The lines to extract start at the one containing "[mark] the white door" and end with the last line; give them exactly and nothing more.

**Excerpts of pointing data:**
━━━━━━━━━━
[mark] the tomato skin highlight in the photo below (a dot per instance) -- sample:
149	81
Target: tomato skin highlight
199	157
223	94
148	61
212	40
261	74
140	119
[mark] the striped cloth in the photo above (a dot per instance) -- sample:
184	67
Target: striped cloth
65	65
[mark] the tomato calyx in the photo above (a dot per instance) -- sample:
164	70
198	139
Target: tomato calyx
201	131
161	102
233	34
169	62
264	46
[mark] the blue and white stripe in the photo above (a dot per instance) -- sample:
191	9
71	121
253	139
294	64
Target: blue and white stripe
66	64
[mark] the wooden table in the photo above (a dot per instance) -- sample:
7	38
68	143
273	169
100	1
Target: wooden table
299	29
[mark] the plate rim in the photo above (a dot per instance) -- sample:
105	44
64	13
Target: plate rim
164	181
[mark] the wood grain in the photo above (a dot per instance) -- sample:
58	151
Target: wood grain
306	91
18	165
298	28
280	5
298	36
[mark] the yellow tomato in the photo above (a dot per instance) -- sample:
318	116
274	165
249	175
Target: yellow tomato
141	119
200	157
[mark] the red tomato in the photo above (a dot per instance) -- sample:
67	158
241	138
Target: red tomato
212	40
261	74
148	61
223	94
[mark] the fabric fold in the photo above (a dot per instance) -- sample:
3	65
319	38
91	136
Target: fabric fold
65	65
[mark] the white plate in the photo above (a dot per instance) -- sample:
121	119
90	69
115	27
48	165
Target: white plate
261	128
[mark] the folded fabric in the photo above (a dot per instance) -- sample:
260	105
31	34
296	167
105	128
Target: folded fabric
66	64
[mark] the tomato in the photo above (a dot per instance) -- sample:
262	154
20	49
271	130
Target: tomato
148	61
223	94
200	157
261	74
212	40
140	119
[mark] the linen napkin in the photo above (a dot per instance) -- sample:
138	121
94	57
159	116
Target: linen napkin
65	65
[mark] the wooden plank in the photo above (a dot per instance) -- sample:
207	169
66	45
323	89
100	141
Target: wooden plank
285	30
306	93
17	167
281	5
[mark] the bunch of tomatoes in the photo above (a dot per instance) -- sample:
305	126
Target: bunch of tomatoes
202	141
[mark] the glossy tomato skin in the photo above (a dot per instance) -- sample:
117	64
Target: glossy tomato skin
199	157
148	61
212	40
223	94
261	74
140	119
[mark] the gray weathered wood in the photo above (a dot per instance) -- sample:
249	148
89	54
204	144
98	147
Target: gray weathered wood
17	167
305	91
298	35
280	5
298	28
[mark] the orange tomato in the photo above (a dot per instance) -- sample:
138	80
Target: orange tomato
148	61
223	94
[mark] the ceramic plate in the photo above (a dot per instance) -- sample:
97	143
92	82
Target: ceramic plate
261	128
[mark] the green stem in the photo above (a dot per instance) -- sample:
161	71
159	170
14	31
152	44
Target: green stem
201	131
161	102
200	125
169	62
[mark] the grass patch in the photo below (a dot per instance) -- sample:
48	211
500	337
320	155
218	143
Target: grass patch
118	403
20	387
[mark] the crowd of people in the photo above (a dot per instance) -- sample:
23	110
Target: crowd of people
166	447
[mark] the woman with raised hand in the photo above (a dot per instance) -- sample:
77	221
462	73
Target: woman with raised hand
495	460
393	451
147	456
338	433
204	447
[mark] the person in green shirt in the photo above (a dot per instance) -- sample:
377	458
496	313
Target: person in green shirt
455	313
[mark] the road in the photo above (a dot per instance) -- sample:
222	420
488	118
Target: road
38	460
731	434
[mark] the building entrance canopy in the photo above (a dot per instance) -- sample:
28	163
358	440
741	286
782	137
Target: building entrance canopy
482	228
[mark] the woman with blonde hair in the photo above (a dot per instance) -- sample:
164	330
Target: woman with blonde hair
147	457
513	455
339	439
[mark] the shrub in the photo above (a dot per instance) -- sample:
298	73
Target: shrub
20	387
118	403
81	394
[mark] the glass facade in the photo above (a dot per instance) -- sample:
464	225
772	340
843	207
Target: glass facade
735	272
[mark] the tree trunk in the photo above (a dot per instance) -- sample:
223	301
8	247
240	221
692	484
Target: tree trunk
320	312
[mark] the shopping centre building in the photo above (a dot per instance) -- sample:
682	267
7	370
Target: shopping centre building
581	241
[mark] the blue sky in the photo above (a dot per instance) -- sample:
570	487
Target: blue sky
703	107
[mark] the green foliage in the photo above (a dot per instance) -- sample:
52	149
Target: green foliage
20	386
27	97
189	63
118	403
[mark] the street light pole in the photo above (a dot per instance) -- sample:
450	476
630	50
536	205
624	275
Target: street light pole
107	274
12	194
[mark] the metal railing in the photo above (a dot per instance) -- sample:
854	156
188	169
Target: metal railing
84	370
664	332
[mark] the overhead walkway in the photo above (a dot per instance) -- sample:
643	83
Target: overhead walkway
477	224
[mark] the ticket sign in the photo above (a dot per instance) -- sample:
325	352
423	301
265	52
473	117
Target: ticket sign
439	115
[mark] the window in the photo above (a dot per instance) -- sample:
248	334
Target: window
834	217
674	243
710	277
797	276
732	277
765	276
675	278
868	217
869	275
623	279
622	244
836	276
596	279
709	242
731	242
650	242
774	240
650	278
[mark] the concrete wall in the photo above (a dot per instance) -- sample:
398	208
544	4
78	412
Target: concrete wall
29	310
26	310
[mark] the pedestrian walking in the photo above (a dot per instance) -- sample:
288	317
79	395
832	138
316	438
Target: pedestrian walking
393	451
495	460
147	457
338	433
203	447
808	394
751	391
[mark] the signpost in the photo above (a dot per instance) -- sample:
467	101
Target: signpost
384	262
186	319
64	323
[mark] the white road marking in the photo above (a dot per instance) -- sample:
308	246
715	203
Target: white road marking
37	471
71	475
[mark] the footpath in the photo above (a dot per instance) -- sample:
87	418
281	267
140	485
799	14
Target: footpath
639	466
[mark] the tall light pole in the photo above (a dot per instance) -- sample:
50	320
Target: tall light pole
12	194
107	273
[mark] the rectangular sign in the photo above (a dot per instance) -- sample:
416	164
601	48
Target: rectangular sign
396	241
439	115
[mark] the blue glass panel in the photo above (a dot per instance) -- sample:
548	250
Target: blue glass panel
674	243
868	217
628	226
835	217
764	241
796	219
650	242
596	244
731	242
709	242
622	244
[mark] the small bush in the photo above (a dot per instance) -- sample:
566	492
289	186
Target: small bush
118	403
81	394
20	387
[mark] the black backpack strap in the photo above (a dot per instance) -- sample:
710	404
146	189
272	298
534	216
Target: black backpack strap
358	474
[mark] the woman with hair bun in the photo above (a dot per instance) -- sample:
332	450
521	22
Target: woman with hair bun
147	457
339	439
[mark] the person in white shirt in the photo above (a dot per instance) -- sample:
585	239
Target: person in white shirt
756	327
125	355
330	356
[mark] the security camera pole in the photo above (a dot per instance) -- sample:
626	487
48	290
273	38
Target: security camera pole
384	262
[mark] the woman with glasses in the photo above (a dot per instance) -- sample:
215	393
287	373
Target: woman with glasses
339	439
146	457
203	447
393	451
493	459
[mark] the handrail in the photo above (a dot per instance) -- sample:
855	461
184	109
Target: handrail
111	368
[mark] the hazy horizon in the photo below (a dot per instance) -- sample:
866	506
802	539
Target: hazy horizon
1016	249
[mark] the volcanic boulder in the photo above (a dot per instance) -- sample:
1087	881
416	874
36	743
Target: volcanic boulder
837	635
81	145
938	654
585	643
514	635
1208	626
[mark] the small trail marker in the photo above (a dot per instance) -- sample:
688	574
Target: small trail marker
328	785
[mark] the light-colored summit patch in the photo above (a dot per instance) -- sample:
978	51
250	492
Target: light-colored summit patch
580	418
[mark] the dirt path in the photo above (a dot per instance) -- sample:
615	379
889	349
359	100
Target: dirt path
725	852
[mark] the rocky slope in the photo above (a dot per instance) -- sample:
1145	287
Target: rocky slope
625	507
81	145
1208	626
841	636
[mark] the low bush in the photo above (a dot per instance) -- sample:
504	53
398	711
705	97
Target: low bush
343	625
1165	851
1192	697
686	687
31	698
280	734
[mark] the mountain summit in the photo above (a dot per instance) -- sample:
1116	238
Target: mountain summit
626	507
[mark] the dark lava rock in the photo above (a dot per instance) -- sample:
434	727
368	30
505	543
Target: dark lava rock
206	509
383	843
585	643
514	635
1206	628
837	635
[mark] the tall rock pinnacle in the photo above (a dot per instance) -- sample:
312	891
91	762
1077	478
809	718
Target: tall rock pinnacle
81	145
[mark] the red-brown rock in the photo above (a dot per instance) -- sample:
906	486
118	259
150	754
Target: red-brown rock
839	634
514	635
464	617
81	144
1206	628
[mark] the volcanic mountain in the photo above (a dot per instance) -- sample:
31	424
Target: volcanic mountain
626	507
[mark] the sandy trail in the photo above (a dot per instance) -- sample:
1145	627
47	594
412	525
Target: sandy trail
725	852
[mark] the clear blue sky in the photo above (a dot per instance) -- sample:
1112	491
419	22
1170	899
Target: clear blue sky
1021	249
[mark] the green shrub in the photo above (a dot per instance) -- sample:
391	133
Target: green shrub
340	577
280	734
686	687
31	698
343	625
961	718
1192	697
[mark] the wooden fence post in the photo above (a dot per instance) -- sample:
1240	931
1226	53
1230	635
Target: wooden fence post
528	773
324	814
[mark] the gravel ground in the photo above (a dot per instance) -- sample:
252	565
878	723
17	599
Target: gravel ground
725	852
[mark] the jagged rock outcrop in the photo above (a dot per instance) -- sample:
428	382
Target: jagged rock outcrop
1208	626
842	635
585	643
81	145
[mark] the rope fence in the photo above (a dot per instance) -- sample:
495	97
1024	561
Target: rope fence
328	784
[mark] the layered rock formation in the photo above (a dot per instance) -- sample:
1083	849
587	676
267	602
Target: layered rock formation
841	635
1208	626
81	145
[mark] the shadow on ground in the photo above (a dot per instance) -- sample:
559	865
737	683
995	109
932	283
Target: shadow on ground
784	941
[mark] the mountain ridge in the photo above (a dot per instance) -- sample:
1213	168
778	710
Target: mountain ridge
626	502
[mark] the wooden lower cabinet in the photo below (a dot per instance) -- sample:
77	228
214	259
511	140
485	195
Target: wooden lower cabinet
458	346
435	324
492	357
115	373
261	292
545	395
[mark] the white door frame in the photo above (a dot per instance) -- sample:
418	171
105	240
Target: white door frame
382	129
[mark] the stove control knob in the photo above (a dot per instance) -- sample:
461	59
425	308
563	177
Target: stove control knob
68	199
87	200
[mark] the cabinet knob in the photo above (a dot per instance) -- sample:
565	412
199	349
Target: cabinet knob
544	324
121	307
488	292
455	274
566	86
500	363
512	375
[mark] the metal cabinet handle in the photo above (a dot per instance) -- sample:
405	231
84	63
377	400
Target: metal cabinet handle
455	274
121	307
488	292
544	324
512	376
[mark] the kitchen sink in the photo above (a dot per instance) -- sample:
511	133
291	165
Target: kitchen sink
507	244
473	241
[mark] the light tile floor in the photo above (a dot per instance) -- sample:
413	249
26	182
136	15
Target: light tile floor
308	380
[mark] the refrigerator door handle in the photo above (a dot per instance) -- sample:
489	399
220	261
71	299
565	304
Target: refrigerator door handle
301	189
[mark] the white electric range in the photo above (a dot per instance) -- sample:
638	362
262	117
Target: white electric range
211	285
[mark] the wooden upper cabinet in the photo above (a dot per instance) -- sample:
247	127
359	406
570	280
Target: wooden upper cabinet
━━━━━━━━━━
**Solution for this problem:**
[mark] the white door frame in the photo above (a dot per instance) -- sample:
418	171
105	240
Target: white door frame
382	129
[mark] the stove control knob in the photo above (a dot per instance) -- sample:
461	59
425	308
563	177
Target: stove control knob
68	199
87	200
[mark] the cabinet knob in the photo above (a dot per instance) -- sample:
565	412
199	349
Target: cabinet knob
544	324
121	307
488	292
455	274
566	86
500	363
512	375
[mark] the metal cabinet handle in the photo above (a dot per instance) -- sample:
405	231
84	63
377	400
Target: metal cabinet handle
455	274
121	307
488	292
544	324
512	376
[mark] the kitchen sink in the photo above (a dot per instance) -- sample:
511	133
291	165
Target: kitchen sink
507	244
473	241
[mark] the light tile floor in the photo above (a dot per instance) -- sample:
413	249
26	182
136	15
Target: light tile floor
308	380
[mark] the refrigerator door handle in the photo above (a dot per instance) -- sample:
489	399
220	261
71	299
565	304
Target: refrigerator door handle
301	189
[mark] the white electric range in the photo above (a dot per instance) -- sample:
638	362
262	117
Target: white electric range
211	285
[mark] the wooden upper cabinet in the photo above (a dot per instance) -- sample:
247	127
359	406
570	280
Target: wooden upper cabinet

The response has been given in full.